▸ Pointing entries for named objects:
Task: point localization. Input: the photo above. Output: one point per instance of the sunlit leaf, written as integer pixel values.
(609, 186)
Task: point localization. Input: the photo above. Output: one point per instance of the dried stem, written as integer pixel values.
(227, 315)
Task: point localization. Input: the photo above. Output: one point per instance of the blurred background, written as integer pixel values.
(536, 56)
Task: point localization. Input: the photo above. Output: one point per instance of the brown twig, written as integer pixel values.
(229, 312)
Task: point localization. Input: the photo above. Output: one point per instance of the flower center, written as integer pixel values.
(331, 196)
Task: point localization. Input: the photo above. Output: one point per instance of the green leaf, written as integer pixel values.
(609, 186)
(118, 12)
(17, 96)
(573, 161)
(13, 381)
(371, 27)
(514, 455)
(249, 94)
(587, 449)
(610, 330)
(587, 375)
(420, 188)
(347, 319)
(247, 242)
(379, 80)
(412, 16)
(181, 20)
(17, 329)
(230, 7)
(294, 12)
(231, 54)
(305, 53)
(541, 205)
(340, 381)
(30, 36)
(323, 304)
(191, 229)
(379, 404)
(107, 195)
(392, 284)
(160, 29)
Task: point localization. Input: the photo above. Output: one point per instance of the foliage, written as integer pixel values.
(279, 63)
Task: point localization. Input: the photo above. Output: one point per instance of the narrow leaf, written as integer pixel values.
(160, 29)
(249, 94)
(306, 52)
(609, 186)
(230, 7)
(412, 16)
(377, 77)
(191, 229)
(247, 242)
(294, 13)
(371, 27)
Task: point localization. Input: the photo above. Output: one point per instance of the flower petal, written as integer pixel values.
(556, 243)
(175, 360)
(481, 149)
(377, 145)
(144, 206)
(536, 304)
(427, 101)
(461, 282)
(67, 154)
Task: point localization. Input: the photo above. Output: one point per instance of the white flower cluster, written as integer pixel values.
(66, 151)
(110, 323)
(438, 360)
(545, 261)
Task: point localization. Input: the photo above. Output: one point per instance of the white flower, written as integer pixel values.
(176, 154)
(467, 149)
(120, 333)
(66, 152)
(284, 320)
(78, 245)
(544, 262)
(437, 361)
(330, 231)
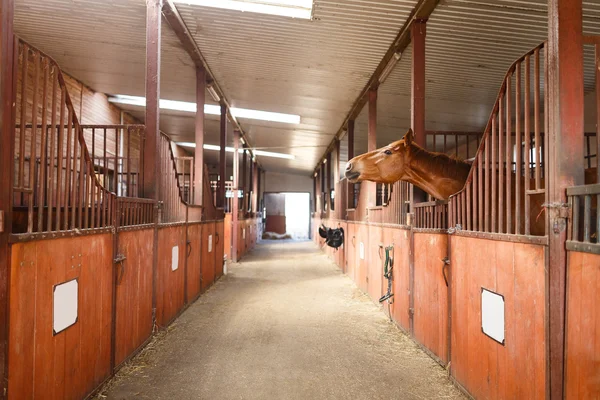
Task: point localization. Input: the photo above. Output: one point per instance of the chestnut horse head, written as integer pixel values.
(436, 173)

▸ THE EXERCISE: Please copy, unchanged, the part of the items that opens with the line containing "cluster, written as integer pixel values." and runs through the end of the items, leaving the pictures out of your answer.

▸ EXERCISE ANSWER:
Task: point localization. Input: the photo above. Output: one point per instance of the white flower cluster, written as integer pixel values.
(66, 151)
(110, 323)
(438, 360)
(545, 261)
Task: point localization. Input: the photo above. Output: one point per instance of the white flower, written as integer pixel values.
(176, 154)
(467, 149)
(120, 333)
(66, 152)
(284, 320)
(78, 245)
(544, 262)
(437, 361)
(330, 231)
Task: point localization. Input: the photo above. Output: one point per instance of the chestnut horse head, written as integer pixel values.
(436, 173)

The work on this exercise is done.